» **Problem to work on**
Render each line of the records below as one string in a JSON list, leaving out blank lines.

» **Provided data**
— begin —

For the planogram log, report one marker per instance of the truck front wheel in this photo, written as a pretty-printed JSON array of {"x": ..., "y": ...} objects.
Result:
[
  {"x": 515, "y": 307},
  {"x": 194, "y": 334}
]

— end —

» **Answer to the exercise**
[
  "For the planogram log, report one marker per instance of the truck front wheel in this photo, written as a pretty-printed JSON array of {\"x\": ..., \"y\": ...} objects.",
  "Result:",
  "[",
  "  {\"x\": 515, \"y\": 307},",
  "  {\"x\": 194, \"y\": 334}",
  "]"
]